Stored records
━━━━━━━━
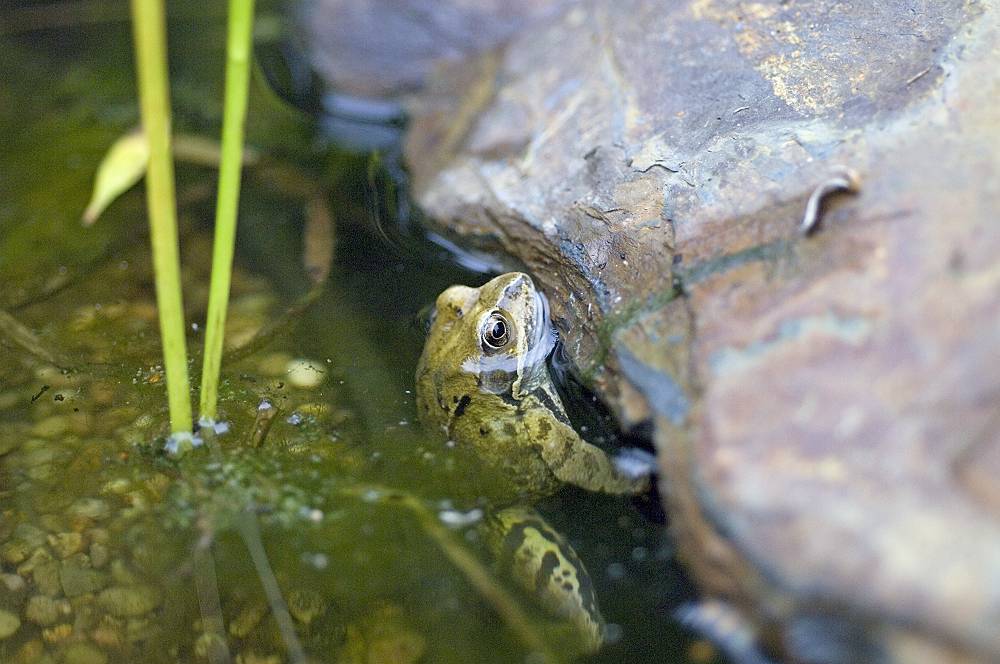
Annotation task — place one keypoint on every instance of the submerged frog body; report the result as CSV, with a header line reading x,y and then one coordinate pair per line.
x,y
483,380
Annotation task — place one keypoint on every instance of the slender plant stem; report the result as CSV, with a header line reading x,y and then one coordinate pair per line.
x,y
149,26
233,119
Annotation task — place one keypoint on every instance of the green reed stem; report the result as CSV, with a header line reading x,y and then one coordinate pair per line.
x,y
234,116
149,29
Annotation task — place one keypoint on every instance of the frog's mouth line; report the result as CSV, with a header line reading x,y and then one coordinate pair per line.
x,y
543,332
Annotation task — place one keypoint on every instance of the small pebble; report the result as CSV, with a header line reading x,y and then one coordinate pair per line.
x,y
77,578
13,583
46,578
66,544
91,508
41,610
99,555
9,624
306,374
15,552
51,427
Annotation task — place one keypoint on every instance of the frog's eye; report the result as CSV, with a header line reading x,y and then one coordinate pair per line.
x,y
496,332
━━━━━━━━
Rewrite all the stored records in full, requests included, and move every x and y coordinate in the answers by adding 75 to it. Leave the pictures out.

Annotation task — place one keypoint on every instance of the submerged frog body; report the result as CSV, with a header line reading x,y and then one coordinate pair per line.
x,y
558,455
Annotation task — place one keypoint on every instance of the slender plant stem; report the result as CSV, with a header line reading x,y and then one coordinate pair per line.
x,y
224,101
308,194
Annotation task — place one keypoint on every instance of the green reed stem; report the result as CSV, with a header line reading x,y and then one coordinate pair per line.
x,y
309,191
224,104
Annotation task — place one keypoint on every instance of the frog's mouth line; report the result as CSV, with a header line reading x,y and then one coordinate pair per line.
x,y
618,407
Annotation task — place one keypoint on every instance of the small pebble; report the result as CSV, with a header line reading x,y and then one coordinate pair per line.
x,y
152,653
88,658
121,653
141,619
166,583
116,685
174,630
84,699
381,449
90,627
126,502
Annotation task — place one keypoint on every instance of the frog's eye; report the result as CSV, with a header line reading x,y and then one coordinate pair per line.
x,y
571,407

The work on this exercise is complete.